*WORK TO BE COMPLETED*. Your task is to transcribe the entries below exactly, from their first line down to the line containing "positive clicks: (465, 436) (476, 434)", and to stop there.

Saved entries:
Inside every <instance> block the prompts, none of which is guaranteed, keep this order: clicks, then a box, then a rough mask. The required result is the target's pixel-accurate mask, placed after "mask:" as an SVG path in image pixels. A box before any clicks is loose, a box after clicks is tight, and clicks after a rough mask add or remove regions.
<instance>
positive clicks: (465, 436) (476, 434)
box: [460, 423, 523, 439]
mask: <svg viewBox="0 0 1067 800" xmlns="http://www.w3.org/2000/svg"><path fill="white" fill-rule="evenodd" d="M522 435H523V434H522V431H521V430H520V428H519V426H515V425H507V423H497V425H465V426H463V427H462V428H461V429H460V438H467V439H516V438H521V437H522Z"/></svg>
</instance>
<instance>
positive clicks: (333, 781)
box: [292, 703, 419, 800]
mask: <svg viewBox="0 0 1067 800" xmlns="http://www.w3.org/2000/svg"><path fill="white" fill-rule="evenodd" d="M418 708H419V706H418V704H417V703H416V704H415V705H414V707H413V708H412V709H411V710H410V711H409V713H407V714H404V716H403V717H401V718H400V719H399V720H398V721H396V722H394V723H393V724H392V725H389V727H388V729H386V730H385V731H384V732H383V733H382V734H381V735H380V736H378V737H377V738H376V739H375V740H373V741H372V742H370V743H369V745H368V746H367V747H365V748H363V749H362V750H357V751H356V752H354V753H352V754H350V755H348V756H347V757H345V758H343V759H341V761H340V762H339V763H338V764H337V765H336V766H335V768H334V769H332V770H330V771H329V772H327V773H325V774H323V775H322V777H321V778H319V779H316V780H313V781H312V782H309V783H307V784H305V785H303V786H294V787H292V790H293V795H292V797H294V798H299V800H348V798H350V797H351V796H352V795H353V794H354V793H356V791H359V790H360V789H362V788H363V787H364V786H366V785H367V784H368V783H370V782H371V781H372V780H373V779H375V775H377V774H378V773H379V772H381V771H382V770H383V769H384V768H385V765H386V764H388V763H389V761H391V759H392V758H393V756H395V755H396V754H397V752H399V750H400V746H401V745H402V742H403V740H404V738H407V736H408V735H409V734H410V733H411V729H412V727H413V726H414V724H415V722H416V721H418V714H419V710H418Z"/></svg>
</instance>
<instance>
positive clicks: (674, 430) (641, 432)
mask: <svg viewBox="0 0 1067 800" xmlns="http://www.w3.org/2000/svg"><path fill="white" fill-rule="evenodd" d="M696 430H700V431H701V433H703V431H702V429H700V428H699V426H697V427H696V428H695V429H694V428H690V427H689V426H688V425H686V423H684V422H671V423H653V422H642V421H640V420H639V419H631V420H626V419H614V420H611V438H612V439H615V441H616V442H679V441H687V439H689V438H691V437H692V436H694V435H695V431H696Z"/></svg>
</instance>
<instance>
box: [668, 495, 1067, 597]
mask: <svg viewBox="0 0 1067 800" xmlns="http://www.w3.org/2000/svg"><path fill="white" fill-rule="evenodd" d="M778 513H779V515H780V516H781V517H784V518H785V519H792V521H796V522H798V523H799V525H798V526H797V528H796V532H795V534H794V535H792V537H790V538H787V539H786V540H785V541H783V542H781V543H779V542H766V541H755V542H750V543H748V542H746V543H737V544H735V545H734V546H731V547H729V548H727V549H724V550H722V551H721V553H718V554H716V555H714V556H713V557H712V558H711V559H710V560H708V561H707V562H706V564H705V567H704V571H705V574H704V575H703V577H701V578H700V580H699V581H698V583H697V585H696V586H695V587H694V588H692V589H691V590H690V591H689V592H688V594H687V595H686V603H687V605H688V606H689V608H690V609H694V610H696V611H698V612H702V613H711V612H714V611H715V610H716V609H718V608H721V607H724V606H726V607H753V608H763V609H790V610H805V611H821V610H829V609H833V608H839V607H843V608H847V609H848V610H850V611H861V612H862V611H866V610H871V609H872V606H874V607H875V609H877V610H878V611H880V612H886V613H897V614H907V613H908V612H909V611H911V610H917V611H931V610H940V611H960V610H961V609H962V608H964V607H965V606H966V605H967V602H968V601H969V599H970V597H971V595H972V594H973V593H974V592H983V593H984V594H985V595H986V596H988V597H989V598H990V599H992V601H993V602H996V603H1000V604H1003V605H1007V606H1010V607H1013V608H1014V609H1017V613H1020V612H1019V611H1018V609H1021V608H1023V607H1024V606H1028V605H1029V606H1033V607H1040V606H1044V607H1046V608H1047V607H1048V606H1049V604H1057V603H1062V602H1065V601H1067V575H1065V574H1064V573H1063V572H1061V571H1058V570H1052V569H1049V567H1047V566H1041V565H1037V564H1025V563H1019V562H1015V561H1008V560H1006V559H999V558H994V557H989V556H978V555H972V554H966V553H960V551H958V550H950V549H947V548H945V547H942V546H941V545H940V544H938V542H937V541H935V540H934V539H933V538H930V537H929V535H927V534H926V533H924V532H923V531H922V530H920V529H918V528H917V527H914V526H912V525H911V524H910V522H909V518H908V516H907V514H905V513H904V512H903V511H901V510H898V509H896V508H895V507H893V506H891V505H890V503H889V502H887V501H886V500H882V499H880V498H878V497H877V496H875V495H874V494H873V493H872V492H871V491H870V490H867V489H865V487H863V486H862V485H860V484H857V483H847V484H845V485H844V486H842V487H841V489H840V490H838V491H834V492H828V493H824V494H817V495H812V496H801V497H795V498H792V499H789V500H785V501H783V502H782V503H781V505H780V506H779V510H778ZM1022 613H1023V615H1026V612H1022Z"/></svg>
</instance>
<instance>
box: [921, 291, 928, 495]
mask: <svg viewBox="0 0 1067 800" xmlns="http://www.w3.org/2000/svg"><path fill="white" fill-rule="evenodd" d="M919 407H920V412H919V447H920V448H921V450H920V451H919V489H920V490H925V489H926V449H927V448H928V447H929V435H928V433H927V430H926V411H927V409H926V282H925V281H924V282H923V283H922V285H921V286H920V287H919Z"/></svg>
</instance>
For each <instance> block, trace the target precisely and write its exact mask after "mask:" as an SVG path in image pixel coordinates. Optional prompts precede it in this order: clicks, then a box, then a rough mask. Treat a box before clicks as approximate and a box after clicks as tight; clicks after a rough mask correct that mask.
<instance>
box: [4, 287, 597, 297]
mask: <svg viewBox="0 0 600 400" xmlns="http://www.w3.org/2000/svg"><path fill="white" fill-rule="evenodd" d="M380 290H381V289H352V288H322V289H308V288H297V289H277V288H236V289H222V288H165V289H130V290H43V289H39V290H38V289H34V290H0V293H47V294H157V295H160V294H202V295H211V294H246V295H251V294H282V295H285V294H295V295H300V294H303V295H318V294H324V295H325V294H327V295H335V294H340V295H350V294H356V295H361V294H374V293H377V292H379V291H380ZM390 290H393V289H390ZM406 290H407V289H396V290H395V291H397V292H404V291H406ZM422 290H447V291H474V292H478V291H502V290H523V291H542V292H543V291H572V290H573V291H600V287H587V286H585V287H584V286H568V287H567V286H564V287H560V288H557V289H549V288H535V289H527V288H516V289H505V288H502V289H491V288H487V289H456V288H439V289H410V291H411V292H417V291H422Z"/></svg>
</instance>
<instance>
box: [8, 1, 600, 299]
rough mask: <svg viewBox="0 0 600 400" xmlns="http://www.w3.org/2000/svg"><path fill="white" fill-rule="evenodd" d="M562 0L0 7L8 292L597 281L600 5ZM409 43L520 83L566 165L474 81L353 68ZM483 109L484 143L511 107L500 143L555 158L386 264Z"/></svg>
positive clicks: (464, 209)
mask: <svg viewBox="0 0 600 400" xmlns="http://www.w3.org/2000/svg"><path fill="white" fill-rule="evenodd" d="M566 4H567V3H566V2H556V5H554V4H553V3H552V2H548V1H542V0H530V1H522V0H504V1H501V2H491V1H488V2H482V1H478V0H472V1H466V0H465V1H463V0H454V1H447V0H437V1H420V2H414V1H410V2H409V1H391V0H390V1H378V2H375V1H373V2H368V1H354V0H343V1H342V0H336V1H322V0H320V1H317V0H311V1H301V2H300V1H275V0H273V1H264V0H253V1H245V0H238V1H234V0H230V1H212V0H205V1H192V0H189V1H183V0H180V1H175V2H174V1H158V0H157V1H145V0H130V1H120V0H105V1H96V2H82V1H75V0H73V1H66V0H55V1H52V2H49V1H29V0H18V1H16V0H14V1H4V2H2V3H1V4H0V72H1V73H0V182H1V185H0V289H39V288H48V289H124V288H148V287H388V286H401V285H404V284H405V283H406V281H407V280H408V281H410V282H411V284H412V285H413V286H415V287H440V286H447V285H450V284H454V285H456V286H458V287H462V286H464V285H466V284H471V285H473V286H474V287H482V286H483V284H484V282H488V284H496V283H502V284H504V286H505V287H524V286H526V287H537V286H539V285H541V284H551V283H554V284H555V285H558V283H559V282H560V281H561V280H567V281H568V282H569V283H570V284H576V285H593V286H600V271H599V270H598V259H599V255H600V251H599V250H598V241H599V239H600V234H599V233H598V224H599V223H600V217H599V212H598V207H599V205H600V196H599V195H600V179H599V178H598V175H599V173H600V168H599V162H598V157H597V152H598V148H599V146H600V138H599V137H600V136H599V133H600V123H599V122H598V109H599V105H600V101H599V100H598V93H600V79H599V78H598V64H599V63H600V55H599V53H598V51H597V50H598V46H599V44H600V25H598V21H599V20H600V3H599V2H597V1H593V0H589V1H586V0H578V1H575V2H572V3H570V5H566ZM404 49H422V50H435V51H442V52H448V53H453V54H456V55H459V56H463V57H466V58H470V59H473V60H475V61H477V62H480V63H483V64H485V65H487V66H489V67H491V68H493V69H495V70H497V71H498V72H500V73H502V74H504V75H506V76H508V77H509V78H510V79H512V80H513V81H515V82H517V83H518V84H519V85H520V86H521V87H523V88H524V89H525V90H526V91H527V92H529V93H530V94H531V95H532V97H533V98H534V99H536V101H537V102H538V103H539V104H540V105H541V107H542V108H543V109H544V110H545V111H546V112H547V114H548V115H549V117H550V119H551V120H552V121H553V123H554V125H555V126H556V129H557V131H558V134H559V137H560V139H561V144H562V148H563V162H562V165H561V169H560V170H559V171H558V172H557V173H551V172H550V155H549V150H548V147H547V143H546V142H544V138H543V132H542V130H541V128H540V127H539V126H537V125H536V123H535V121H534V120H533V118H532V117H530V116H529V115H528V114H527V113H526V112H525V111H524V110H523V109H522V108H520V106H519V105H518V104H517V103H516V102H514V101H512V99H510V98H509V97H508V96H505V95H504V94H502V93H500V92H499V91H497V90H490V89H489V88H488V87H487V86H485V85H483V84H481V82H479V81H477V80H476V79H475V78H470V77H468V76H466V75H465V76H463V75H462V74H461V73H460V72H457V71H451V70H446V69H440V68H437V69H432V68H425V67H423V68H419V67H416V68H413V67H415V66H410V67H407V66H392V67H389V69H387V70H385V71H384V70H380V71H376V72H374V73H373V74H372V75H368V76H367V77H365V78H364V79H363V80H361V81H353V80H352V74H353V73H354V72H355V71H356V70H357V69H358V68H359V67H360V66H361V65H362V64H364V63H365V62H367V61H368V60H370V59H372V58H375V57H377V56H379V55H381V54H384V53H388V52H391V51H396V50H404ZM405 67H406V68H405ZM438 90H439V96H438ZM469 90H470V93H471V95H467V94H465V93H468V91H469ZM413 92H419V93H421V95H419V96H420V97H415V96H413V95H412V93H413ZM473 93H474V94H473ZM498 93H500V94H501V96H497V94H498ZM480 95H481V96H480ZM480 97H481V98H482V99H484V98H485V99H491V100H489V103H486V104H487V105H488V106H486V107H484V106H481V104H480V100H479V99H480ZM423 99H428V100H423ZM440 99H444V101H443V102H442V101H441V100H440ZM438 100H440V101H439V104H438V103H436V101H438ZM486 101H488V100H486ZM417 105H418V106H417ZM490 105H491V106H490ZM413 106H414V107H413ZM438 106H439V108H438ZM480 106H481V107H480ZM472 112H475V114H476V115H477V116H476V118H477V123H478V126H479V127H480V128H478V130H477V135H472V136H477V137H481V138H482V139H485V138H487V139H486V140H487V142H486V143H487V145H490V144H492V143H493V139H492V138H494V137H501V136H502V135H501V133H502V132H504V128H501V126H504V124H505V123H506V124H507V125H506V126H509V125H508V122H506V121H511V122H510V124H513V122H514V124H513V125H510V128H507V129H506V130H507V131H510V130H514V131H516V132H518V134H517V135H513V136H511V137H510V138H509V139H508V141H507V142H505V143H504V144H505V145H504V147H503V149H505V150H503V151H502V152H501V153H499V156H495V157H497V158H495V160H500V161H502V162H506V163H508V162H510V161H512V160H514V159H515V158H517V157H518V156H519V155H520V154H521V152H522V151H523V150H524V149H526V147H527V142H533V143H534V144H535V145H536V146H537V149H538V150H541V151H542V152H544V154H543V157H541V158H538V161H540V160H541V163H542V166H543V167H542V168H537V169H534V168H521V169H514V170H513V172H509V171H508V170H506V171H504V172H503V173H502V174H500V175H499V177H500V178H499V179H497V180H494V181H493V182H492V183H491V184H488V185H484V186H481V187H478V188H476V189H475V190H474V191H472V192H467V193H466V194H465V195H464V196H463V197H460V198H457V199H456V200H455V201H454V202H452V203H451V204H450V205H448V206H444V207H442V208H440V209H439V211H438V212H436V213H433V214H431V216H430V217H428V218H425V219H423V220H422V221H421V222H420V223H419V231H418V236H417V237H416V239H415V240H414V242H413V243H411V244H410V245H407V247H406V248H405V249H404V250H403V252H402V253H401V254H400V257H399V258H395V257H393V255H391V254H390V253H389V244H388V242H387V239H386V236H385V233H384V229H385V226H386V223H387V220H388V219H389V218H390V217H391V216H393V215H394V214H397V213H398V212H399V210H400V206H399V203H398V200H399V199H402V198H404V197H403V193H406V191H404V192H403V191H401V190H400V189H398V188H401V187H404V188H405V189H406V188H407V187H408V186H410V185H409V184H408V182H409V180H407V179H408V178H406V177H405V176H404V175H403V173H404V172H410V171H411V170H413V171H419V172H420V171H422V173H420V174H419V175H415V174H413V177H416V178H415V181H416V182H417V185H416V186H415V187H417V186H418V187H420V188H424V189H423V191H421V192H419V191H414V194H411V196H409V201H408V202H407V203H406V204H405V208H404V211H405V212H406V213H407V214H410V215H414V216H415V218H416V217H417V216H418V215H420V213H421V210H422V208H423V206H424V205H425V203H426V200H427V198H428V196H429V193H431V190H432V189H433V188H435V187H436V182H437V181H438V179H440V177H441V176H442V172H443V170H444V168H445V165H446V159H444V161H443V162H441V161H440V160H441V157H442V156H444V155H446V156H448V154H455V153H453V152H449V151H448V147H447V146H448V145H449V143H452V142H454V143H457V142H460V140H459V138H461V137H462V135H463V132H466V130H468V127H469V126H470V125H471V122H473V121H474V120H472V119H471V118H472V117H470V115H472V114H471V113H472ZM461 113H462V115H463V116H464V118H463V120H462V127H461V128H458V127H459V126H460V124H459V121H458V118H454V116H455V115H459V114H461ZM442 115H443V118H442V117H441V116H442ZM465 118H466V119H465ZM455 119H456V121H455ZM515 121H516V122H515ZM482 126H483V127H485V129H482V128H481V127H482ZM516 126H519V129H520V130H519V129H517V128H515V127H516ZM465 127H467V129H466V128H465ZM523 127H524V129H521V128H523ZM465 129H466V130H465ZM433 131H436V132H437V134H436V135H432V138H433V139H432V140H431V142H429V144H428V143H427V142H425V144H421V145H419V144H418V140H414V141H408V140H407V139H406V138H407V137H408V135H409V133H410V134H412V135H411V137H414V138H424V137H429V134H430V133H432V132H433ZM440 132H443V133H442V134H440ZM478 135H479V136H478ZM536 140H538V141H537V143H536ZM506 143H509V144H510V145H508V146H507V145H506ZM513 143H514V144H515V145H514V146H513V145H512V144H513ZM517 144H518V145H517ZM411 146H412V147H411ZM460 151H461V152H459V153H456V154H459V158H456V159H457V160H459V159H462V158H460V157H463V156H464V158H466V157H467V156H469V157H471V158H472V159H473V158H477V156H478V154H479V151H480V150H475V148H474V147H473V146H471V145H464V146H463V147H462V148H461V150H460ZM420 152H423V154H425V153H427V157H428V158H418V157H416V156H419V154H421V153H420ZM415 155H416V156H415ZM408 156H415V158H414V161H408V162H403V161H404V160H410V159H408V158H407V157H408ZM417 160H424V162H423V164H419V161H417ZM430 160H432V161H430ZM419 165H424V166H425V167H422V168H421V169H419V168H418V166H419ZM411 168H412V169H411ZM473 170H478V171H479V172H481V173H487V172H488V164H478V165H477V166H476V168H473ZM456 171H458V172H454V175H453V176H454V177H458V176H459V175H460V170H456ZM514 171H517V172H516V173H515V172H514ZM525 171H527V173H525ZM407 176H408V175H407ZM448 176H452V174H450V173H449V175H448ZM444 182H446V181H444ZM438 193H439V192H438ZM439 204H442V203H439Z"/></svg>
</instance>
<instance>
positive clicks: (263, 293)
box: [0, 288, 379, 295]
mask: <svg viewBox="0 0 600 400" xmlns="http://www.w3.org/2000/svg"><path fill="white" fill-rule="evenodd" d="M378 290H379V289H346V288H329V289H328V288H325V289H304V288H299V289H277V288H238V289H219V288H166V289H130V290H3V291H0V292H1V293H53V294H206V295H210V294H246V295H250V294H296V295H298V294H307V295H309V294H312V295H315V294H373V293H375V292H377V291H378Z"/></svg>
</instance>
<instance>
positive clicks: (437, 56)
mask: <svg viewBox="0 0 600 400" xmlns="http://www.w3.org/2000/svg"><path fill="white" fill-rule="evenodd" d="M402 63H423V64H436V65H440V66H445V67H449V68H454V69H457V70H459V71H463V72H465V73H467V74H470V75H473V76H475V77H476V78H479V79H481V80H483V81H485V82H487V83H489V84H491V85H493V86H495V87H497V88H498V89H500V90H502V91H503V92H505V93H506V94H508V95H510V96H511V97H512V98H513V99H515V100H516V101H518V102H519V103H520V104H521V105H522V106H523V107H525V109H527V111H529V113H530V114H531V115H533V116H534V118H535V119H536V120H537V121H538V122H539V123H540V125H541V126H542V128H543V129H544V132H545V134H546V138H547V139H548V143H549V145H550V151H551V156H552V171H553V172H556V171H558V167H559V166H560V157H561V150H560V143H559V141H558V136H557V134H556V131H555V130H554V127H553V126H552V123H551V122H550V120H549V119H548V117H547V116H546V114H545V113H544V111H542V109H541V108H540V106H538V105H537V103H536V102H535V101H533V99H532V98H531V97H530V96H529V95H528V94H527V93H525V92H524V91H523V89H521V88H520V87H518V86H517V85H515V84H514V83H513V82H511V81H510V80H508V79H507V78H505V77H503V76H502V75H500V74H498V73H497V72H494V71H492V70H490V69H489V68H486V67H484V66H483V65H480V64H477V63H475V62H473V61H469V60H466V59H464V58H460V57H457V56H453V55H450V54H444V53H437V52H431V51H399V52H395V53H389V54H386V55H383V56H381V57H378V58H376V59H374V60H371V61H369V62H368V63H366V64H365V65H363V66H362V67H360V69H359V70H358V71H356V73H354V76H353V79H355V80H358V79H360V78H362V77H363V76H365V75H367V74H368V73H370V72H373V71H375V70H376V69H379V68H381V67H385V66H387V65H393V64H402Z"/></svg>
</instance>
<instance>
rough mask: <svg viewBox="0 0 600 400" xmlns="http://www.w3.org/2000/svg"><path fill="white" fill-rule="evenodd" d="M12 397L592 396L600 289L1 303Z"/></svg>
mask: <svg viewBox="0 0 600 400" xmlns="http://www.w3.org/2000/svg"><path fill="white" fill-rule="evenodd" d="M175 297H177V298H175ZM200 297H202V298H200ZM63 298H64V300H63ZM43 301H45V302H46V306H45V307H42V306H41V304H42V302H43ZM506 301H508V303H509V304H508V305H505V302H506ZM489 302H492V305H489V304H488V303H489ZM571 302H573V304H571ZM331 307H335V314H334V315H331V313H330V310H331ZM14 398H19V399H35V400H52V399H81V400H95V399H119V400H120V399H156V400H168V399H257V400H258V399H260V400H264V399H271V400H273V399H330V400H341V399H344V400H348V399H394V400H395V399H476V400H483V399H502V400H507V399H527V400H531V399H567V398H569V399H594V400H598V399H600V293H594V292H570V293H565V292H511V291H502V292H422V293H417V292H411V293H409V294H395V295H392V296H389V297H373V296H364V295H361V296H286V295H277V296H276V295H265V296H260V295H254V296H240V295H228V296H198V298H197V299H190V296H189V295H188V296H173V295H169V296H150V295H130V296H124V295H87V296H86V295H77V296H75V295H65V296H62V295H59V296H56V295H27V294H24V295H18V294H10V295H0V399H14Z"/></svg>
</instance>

*TASK RESULT*.
Inside every <instance> block the prompts, none of which is guaranteed, keep this order: clicks, then a box, then a rough mask. The required result is the target's pixel-accurate mask, placed after "mask:" as an SVG path in image pixels. A box before any clicks is loose, a box after clicks is tight, and clicks after a rough mask add or remove regions.
<instance>
positive clicks: (465, 436) (476, 434)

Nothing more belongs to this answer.